◆ GIVEN INSTRUCTION
Repeat the whole listing below, word for word.

◆ MATERIAL TO PROCESS
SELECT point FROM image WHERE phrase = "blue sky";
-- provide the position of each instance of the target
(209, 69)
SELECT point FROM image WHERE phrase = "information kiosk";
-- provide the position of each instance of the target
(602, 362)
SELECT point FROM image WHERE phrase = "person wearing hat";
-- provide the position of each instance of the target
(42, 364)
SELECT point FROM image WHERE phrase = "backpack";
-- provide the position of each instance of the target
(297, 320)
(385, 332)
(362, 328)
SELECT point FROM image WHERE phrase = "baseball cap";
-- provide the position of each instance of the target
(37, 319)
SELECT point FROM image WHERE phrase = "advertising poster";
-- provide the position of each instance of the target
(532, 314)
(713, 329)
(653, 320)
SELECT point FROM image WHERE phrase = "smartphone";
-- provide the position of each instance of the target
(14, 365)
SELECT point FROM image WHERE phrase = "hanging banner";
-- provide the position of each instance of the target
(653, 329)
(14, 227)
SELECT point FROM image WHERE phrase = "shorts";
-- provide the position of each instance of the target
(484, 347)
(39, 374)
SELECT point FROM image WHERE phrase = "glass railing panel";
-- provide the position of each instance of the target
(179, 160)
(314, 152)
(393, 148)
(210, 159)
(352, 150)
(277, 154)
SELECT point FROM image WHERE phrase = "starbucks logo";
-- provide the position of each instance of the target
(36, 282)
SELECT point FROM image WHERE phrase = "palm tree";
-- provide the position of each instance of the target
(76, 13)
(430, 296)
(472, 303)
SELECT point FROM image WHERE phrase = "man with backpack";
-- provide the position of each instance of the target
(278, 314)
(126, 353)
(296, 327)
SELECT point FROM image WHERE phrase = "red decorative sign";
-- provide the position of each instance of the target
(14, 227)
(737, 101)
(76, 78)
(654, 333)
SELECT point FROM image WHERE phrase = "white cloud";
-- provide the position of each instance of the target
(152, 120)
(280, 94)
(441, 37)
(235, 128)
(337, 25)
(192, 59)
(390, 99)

◆ TASK RESULT
SELECT point FROM image WHERE phrase = "blue sky";
-- provide the position of each instance of the target
(209, 69)
SELECT point FROM image WHERE phrase = "information kiosk";
-- provide the position of each instance of the target
(602, 362)
SELECT point FROM image WHERE phrase = "person wearing hat";
-- provide the position of each instance of the target
(42, 364)
SELECT point FROM image WHERE phrase = "backpack";
-- provide the position of each instance of the target
(297, 320)
(385, 332)
(362, 328)
SELECT point FROM image WHERE phrase = "baseball cap";
-- provide the position of each instance of the target
(37, 319)
SELECT point FROM image WHERE phrase = "advertising poster";
-- provide the position of each instance of the target
(532, 314)
(713, 329)
(653, 320)
SELECT point FROM image WHERE phrase = "smartphone";
-- provide the position of each instance of the target
(14, 365)
SELECT point FROM image WHERE phrase = "hanging banner";
-- provide the position of each instance of the target
(653, 329)
(14, 227)
SELECT point FROM image WHERE phrase = "shorts";
-- provide the position of each instance of the target
(484, 347)
(39, 374)
SELECT point FROM image WHERE phrase = "glass railing panel";
-- provide the position of each instance of the target
(179, 160)
(314, 152)
(393, 148)
(210, 159)
(352, 150)
(277, 154)
SELECT point FROM image WHERE phrase = "starbucks logo";
-- provide the position of each instance of the target
(36, 282)
SELECT point FROM image WHERE phrase = "palm tree";
-- provide the position of each instance of the target
(76, 13)
(430, 296)
(472, 303)
SELECT point FROM image WHERE phrase = "man with backpack";
-- provide the position of each instance of the target
(278, 314)
(126, 353)
(296, 327)
SELECT point FROM image WHERE phrase = "red decorative sign";
-- provide the position of each instance of the target
(14, 227)
(737, 101)
(76, 78)
(654, 333)
SELECT point FROM image WHERE phrase = "white cloud";
-- provide the position of each instance of the target
(152, 120)
(280, 94)
(441, 37)
(235, 128)
(337, 25)
(192, 59)
(390, 99)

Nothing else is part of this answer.